-- PAGE EXCERPT start --

Veľká Fatra National Park () is a National Park in Slovakia. Most of it lies in the southern part of the Žilina Region and a small part in the northern part of Banská Bystrica Region. The national park and its protective zone comprise most of the Greater Fatra Range () which belongs to the Outer Western Carpathians.

The National Park was declared on 1 April 2002 as an upgrade of the Protected Landscape Area () of the same name established in 1972 to protect a mountain range with a high percentage of well-preserved Carpathian forests, with prevailing European beech, which cover 90% of the area in combination with ridge-top cattle pastures dating back to the 15th – 17th centuries, to the times of the so-called Walachian colonisation. In places there are also relict Scots pine forests and the Harmanec valley is notable as the richest Irish yew tree location in Central and probably all Europe. NP Veľká Fatra is also an important reservoir of fresh water thanks to high rainfalls and low evaporation in the area. The core of the range is built of granite which reaches the surface only in places, more common are various slates creating gently modelled ridges and summits of the so-called Hôlna Fatra and limestone and dolomite strata creating a rough and picturesque terrain of the so-called Bralná Fatra. There are also many karst features, namely caves, Harmanec Cave being the only one open to the public.

-- PAGE EXCERPT end --

● **TASKS TO CARRY OUT**:
[a] Edit the park description by writing out everything from "Veľká Fatra National" down to "Outer Western Carpathians." with "Region" changed to "Province".
[b] Count the lines of the records that contain the string "mask", and reply with that number alone.
The park description has no connection to the records.

-- EXTRACTED INFORMATION start --

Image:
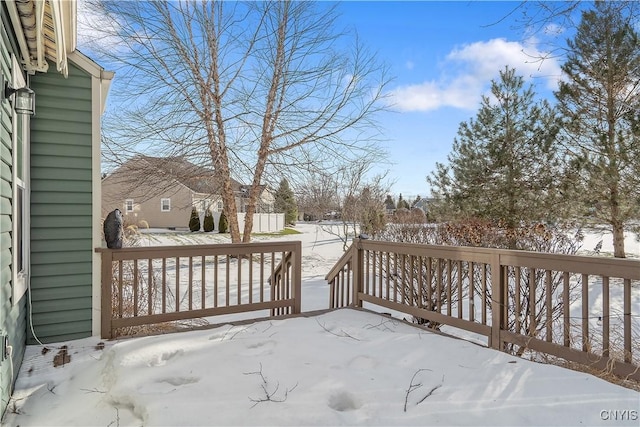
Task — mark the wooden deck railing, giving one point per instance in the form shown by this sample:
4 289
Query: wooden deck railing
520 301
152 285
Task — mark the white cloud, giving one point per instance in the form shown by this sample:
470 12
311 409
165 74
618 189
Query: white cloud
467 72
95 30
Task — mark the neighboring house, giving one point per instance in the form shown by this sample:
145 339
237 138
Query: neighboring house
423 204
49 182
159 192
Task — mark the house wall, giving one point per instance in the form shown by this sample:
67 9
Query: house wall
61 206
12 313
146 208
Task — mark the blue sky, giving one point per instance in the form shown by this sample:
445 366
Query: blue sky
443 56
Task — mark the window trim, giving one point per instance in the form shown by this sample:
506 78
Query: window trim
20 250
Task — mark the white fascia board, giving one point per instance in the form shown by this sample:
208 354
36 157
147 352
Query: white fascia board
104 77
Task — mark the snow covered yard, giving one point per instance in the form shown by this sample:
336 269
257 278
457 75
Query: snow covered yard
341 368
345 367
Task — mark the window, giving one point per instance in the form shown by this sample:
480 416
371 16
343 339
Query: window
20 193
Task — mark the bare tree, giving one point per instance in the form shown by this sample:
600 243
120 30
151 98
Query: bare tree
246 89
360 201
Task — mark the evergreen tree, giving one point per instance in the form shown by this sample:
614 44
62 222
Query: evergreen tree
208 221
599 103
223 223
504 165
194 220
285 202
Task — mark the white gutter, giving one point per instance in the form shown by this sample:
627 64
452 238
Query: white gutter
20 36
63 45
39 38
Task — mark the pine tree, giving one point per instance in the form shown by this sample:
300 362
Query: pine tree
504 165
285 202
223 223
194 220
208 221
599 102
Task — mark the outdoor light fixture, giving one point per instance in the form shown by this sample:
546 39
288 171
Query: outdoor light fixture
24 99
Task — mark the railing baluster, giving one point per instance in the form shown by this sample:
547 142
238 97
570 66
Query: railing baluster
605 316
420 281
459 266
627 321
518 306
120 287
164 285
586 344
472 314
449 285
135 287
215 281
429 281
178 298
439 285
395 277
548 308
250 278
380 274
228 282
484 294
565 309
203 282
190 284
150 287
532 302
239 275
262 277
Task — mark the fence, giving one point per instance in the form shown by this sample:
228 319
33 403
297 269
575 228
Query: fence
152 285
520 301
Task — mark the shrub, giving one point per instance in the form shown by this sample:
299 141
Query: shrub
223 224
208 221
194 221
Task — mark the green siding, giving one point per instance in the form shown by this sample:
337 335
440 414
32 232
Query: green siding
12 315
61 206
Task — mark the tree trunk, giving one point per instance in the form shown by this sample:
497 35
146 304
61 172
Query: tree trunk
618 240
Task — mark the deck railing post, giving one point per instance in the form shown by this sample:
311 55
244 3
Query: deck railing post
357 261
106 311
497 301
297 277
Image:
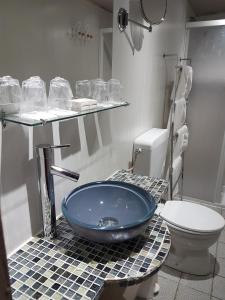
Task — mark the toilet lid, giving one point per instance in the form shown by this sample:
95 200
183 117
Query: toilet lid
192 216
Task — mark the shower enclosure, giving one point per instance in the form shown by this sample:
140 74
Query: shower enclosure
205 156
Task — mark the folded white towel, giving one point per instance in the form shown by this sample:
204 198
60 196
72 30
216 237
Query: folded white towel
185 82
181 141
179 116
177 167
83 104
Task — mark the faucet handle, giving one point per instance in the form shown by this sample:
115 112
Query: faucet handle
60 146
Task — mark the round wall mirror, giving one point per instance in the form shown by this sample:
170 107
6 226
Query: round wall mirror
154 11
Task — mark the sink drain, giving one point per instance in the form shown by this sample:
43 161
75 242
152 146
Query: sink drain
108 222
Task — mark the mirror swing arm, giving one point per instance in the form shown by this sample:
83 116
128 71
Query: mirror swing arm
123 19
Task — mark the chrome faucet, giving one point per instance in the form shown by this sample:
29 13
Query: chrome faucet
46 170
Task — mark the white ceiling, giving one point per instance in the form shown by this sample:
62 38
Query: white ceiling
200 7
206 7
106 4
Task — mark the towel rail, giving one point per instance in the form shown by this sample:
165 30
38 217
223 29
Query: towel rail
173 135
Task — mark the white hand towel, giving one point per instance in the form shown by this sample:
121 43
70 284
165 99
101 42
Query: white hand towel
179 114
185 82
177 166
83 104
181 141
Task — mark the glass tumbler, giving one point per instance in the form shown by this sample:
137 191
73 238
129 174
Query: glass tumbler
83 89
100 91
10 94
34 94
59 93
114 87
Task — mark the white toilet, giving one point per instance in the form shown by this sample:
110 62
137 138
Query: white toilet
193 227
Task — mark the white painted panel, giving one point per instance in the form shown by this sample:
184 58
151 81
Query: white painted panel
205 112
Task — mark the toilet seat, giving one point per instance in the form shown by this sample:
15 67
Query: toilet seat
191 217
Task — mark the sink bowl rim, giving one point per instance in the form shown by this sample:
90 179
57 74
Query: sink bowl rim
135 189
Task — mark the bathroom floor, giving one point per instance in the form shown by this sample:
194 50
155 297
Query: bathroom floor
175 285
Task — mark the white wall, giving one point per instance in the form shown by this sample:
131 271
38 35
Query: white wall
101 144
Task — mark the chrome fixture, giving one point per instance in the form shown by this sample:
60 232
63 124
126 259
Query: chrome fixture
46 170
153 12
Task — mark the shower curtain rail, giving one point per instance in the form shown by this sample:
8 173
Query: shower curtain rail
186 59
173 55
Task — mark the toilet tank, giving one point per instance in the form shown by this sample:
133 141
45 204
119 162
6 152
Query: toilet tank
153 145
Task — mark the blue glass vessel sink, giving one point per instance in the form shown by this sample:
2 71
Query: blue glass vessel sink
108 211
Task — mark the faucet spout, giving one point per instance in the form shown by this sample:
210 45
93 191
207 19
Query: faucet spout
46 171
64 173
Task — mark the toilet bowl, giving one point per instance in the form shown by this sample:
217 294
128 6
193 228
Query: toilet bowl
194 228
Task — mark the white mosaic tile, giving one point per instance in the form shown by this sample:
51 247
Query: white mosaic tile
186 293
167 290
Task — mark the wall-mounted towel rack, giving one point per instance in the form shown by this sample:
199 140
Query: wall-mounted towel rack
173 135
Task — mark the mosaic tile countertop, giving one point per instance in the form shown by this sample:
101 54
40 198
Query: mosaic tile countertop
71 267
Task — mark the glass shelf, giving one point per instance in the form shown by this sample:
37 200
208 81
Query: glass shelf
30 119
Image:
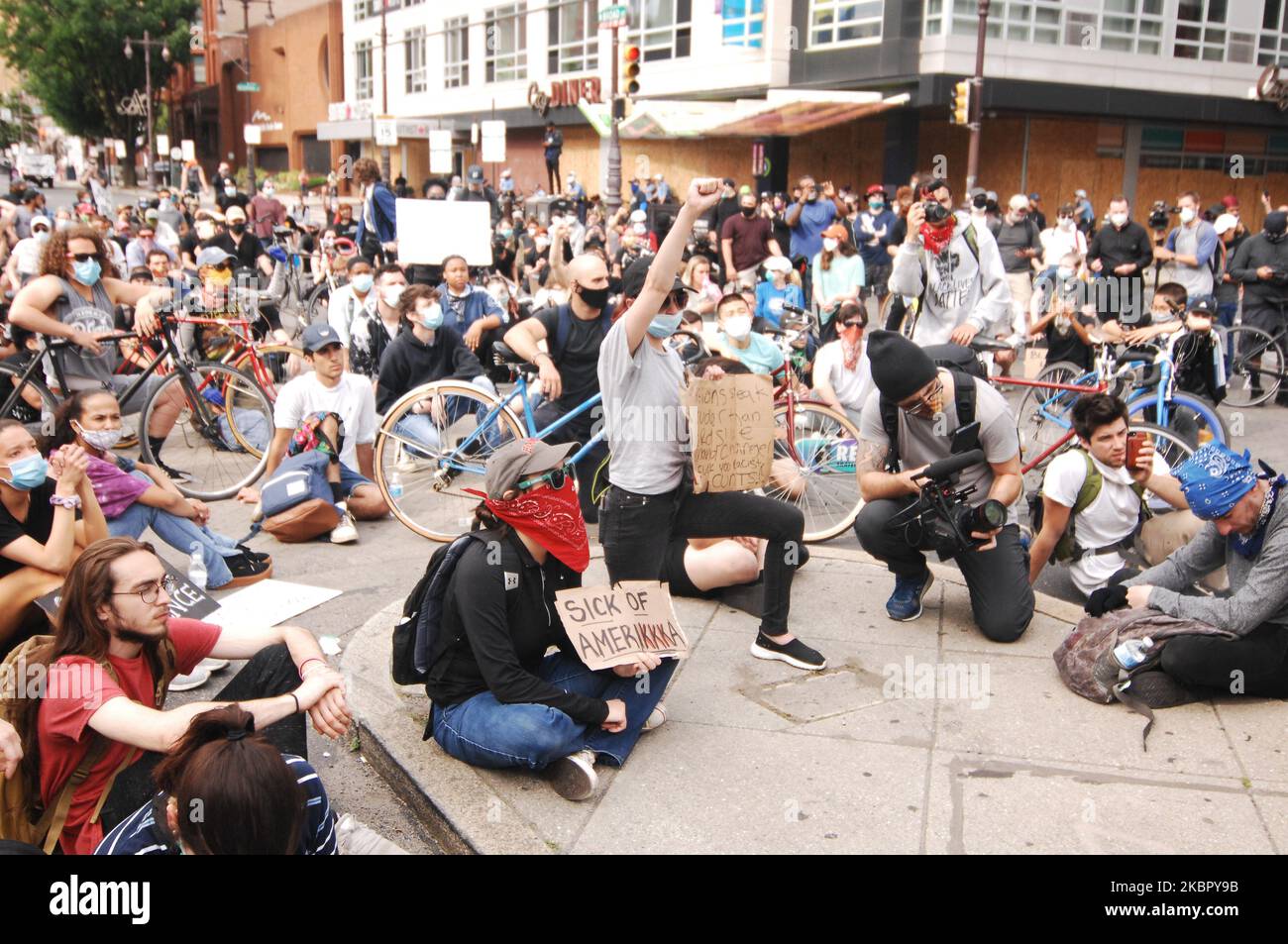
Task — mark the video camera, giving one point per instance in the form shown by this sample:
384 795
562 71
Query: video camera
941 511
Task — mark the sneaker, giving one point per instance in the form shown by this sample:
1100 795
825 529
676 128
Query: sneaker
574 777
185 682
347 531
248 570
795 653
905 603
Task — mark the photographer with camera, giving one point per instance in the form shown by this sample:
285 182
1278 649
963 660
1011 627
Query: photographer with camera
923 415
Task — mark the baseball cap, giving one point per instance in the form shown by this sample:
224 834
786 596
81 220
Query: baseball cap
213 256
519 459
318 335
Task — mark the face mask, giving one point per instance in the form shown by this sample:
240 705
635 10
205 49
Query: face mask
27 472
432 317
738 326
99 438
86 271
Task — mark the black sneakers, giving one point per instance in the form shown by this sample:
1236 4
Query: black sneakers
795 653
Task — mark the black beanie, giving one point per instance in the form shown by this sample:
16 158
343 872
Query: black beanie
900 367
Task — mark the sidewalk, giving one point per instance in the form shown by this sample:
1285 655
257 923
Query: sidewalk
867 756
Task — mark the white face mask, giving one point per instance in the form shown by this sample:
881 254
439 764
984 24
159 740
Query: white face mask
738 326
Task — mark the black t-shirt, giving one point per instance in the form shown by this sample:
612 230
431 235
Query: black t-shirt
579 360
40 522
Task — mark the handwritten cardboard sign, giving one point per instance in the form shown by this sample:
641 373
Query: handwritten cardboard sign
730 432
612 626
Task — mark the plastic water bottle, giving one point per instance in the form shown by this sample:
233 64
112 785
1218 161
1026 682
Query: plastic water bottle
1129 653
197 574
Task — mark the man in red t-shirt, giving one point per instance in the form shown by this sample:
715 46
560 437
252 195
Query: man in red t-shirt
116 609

-- EXTRACTED INFORMATION end --
-- EXTRACTED INFORMATION start --

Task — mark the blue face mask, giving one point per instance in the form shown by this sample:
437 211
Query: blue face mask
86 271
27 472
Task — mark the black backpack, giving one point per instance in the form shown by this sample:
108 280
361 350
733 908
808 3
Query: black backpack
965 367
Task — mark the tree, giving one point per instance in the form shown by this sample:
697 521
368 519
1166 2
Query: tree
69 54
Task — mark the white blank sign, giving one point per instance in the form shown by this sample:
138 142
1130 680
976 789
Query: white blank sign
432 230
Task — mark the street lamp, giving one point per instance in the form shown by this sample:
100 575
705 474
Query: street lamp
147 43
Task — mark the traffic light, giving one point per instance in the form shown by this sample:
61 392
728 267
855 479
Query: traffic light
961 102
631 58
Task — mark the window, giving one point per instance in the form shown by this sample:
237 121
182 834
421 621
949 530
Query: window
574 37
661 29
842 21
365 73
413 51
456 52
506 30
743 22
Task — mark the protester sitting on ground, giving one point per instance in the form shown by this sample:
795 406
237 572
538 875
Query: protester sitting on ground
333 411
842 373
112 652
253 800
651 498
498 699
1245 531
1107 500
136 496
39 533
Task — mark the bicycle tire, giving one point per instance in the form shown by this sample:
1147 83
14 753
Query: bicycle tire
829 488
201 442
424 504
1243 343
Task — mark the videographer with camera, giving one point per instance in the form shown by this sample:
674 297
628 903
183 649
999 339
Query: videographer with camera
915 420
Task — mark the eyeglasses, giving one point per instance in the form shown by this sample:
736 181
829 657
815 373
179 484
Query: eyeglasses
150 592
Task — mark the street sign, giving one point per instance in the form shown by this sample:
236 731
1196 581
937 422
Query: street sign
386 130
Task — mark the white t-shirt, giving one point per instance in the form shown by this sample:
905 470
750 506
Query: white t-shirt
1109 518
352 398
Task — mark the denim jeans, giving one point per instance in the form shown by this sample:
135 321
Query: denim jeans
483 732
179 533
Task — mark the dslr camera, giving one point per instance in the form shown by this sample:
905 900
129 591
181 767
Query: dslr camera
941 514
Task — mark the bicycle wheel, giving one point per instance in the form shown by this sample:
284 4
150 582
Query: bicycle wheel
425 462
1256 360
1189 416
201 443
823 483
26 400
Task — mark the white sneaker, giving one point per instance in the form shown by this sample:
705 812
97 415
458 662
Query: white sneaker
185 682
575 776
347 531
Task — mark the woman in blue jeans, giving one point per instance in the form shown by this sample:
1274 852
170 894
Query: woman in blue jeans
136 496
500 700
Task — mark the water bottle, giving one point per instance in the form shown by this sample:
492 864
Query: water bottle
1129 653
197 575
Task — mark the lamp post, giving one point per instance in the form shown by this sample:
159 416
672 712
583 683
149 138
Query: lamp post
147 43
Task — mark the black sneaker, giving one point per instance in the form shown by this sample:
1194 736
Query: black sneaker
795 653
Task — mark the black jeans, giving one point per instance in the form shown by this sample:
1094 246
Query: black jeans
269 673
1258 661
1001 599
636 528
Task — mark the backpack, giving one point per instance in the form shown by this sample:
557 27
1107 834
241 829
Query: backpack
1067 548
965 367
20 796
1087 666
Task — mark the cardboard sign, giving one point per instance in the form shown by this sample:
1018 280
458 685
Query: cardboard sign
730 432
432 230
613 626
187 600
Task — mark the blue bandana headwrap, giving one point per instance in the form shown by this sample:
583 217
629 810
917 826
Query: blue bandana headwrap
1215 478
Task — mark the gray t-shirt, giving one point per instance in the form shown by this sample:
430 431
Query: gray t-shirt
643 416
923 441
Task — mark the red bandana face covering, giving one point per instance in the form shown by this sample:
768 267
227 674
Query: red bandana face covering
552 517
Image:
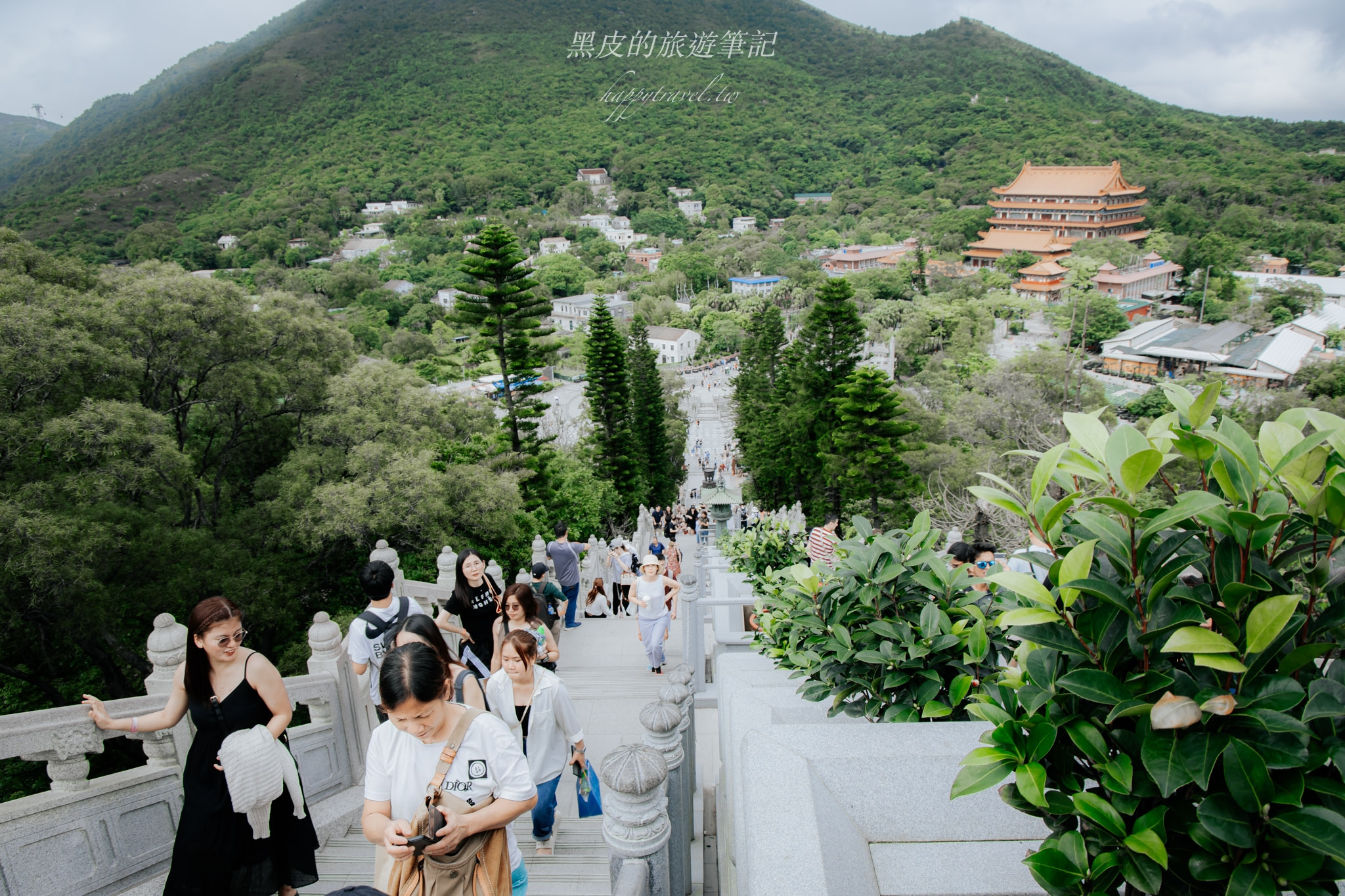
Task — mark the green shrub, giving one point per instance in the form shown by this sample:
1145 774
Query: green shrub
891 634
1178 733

-- EXTRACTED INFORMATION end --

● **THE ANSWERS**:
[a]
Veľká Fatra National Park () is a National Park in Slovakia. Most of it lies in the southern part of the Žilina Province and a small part in the northern part of Banská Bystrica Province. The national park and its protective zone comprise most of the Greater Fatra Range () which belongs to the Outer Western Carpathians.

[b] 6